◆ **INFORMATION SUPPLIED**:
[Start of section]
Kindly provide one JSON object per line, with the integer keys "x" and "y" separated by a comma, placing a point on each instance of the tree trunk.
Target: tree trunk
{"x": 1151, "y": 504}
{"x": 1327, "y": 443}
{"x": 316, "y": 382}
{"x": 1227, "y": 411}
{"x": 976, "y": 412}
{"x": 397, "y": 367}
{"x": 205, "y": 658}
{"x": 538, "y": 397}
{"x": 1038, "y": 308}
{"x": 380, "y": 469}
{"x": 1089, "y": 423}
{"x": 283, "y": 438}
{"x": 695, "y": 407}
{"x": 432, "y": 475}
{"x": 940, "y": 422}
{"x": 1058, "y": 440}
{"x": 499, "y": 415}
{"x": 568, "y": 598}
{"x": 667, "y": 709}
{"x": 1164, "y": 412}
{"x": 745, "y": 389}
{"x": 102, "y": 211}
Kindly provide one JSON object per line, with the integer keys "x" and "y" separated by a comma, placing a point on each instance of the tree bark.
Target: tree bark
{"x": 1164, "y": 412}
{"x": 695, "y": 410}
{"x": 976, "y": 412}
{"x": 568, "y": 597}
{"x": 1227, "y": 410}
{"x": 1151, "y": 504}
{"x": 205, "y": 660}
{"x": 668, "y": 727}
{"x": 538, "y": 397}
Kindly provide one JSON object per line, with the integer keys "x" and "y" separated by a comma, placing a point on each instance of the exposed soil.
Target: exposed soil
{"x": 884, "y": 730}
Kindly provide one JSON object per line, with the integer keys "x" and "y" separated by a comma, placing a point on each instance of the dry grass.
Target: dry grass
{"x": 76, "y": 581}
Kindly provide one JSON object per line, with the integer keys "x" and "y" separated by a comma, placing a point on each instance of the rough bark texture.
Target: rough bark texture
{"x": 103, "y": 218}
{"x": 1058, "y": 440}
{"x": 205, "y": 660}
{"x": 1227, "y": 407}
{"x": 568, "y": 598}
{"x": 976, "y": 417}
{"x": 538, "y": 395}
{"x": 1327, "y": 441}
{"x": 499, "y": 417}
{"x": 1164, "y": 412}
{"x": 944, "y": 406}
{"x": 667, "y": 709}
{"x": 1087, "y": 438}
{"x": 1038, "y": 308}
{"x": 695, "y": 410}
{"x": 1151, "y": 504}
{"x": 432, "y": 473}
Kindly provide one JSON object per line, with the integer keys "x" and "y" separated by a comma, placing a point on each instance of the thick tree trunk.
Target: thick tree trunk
[End of section]
◆ **BRIEF**: Each line that includes "thick" counts once; state how many such lines the listing has, with no other words.

◆ **ANSWER TO THIS EXERCISE**: 2